REQUIREMENT | In the reviewer comments below, copy word for word the passage from "4. I'm wondering" up to and including "in Figure 6C).".

READING TEXT |
..............................
The fact that entropy-based measures are parameter-free is good for computational performance reasons, but I'm not sure it is otherwise an argument in their favour. The true underlying model is almost certainly hierarchical and parametric (if at the level of individual synaptic weights).

Overall, I would appreciate if these caveats are mentioned in the discussion and some wordings adjusted (e.g. "strong evidence suggests that these measures carry-over a residual dependency on type 1 performance" ... "information-theoretic indexes of metacognitive efficiency that can ameliorate most of these problems".).

2. If I'm not mistaken, entropy-based measures cannot capture hypersensitivity. Even worse, I would assume (though I may be wrong) that hypersensitivity artificially *reduces* the mutual information and hence hypersensitive observers would be converted to hyposensitive observers. Given the fact that this manuscript features datasets with strong apparent hypersensitivity (see 3.) increases the importance of this issue and it should be discussed or raised as a limitation.

3. The M-Ratios used for empirical validation (Figures 5 & 6) contain M-Ratios in a range that I have never seen before. For the Kent Face Matching Task, the fast majority of observers have M-Ratios exceeding 1 indicating strong to very strong hypersensitivity. I can imagine different technical reasons -- use of a staircase (doi.org/10.1093/nc/niz009), low performance (as d' is in denominator and -- given it's binary outcomes -- is typically noisy), or generally too little trials. If the nature of the task plausibly explains these extreme values, it should be explained. If not, my advice would be to provide a comparison with hierarchically estimated M-ratios (github.com/metacoglab/HMeta-d), possibly replacing meta-d'-d' (see 6.).

Minor comments:

4. I'm wondering which model the author used to generate data with the meta − d′ model. In particular, how exactly did the author vary "the values of [...] meta − d′ incrementally in small steps (p. 7)" and how did they compute confidence ratings from this? I realize that this sentence refers to another manuscript, but it would be important to know the metacognitive model underlying Figure 3. As a side note, it has only been recently shown that the underlying model of meta-d'/d' (i.e. M-ratio) is of a truncated Gaussian type (doi.org/10.1037/met0000634).

5. I think there is an error in Figure 6A in that it accidentally shows Meta-J and not Meta-U (Meta-J is also shown in Figure 6C).
..............................
EXTRACTED ENTRIES |
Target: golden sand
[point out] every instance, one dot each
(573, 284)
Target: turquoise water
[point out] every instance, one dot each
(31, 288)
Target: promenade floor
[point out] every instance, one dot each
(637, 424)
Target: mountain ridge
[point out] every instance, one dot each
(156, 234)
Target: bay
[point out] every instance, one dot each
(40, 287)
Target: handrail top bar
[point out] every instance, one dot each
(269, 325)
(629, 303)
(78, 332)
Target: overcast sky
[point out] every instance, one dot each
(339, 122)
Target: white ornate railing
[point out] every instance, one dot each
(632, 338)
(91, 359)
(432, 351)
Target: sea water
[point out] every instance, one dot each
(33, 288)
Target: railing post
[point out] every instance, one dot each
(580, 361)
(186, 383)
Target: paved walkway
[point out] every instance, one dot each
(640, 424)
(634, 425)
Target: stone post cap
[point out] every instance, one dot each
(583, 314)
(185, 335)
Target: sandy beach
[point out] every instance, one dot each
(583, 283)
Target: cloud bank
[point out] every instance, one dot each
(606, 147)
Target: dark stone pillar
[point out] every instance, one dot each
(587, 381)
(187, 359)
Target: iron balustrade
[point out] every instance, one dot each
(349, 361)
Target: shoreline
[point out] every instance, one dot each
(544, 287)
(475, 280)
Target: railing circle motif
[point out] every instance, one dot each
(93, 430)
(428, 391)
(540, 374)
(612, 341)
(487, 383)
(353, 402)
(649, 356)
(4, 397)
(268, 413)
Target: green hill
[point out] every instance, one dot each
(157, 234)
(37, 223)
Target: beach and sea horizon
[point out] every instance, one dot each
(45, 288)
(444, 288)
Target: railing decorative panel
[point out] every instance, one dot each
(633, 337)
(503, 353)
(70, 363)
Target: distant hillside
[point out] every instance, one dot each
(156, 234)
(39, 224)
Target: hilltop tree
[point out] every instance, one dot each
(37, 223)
..............................
COMPLETE ANSWER |
4. I'm wondering which model the author used to generate data with the meta − d′ model. In particular, how exactly did the author vary "the values of [...] meta − d′ incrementally in small steps (p. 7)" and how did they compute confidence ratings from this? I realize that this sentence refers to another manuscript, but it would be important to know the metacognitive model underlying Figure 3. As a side note, it has only been recently shown that the underlying model of meta-d'/d' (i.e. M-ratio) is of a truncated Gaussian type (doi.org/10.1037/met0000634).

5. I think there is an error in Figure 6A in that it accidentally shows Meta-J and not Meta-U (Meta-J is also shown in Figure 6C).